Written request – Reproduce the data verbatim, starting with the line that contains "Target: dark shorts" and continuing through the end of the data, including both of those lines.

Data provided –
══════════
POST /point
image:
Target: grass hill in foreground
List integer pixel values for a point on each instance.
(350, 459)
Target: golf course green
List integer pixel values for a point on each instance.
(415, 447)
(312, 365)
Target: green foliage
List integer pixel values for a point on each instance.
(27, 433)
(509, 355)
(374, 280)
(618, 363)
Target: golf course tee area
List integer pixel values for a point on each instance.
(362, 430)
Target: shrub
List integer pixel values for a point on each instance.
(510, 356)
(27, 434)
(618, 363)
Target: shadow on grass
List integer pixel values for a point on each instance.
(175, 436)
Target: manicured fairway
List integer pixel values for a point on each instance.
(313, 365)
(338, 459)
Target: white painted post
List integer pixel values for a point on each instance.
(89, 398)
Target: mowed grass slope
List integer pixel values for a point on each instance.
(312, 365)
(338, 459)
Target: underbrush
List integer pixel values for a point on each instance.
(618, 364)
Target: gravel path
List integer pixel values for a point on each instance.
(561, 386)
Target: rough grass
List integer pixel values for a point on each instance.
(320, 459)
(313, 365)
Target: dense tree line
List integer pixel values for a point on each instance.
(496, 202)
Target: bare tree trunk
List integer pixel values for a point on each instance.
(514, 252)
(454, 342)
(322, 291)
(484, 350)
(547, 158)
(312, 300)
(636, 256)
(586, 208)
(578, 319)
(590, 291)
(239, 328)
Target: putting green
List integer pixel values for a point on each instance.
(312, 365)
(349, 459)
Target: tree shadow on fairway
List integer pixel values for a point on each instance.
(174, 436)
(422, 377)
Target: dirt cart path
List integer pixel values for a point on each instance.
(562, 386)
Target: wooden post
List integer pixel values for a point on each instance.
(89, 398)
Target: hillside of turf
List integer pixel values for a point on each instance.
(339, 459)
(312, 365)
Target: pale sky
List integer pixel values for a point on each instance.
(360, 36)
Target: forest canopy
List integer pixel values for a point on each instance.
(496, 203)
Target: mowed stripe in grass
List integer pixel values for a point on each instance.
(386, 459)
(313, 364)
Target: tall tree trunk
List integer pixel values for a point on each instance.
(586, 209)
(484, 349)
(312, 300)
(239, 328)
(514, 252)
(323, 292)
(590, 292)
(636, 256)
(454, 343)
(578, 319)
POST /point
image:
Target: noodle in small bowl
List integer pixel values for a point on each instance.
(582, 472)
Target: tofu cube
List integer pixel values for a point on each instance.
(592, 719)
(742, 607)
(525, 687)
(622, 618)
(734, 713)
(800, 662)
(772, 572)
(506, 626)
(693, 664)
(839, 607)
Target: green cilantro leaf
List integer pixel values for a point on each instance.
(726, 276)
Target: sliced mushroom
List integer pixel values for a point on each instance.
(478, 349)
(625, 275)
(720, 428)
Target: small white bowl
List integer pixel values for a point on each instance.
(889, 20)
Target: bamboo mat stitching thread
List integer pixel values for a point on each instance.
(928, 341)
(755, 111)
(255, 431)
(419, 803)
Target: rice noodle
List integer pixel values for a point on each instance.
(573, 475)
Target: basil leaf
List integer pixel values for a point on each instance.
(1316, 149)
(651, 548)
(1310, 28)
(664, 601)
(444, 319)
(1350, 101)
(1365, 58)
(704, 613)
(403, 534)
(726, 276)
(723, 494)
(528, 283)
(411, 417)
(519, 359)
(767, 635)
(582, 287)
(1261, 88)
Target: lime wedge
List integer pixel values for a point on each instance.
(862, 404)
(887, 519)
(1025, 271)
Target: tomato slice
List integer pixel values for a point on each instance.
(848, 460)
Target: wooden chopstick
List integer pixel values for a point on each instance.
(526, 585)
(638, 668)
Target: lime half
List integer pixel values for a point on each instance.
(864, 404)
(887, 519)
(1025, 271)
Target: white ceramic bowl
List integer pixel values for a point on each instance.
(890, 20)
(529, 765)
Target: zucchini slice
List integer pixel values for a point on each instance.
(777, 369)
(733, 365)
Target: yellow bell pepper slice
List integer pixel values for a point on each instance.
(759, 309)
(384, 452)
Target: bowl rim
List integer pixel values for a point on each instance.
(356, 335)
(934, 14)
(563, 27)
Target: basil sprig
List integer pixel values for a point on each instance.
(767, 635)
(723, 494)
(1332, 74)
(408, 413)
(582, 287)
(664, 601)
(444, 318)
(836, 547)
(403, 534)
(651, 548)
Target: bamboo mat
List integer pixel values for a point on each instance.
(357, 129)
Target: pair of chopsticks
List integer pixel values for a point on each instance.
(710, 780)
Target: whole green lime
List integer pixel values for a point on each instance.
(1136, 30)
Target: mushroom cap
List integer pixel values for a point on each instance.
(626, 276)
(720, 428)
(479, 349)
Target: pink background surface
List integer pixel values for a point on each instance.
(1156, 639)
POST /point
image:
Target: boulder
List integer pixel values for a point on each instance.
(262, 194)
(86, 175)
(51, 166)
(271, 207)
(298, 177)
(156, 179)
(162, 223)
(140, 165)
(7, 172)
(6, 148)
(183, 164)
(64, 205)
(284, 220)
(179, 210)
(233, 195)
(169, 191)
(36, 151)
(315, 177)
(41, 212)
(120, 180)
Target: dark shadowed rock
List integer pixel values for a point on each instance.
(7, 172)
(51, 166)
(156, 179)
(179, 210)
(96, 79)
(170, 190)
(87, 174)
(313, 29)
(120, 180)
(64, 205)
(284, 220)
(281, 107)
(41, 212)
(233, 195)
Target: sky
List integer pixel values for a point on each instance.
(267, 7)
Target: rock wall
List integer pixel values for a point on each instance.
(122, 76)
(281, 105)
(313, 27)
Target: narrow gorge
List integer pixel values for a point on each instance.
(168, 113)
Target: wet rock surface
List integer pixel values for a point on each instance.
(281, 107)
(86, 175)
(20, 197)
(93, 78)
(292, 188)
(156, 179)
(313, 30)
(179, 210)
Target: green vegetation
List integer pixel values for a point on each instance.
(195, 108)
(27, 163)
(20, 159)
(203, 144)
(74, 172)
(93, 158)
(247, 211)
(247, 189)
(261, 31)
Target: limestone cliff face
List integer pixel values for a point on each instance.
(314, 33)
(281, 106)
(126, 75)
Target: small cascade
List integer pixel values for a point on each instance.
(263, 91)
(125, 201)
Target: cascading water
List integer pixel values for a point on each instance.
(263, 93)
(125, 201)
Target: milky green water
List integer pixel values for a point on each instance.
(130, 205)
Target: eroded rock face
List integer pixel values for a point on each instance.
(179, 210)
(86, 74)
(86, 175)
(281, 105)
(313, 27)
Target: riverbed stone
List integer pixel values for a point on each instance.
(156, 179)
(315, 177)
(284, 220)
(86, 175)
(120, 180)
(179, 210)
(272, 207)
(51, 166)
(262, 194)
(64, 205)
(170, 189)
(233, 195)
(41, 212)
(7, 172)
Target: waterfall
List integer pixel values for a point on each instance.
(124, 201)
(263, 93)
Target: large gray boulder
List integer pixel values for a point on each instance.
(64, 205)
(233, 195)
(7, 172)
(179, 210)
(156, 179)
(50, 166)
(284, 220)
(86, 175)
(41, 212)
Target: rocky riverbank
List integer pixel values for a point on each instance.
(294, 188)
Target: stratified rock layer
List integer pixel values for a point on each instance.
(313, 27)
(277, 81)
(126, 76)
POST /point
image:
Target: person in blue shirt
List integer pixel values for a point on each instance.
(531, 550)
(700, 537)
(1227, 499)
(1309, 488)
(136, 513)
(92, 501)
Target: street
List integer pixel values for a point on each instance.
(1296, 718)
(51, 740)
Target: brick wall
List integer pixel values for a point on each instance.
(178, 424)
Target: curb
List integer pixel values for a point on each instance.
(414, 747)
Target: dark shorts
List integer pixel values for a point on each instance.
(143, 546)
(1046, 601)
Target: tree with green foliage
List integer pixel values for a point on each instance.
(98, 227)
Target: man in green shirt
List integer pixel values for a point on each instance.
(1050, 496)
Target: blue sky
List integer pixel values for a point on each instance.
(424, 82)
══════════
Solution –
Target: dark shorts
List integer pixel values for a point on each instance.
(143, 546)
(1046, 601)
Target: tree with green foliage
List integer pixel values for a point on each instance.
(98, 227)
Target: man in green shirt
List integer pixel values for a point on each instance.
(1050, 496)
Target: blue sky
List integer pixel values for a point on each instance.
(424, 82)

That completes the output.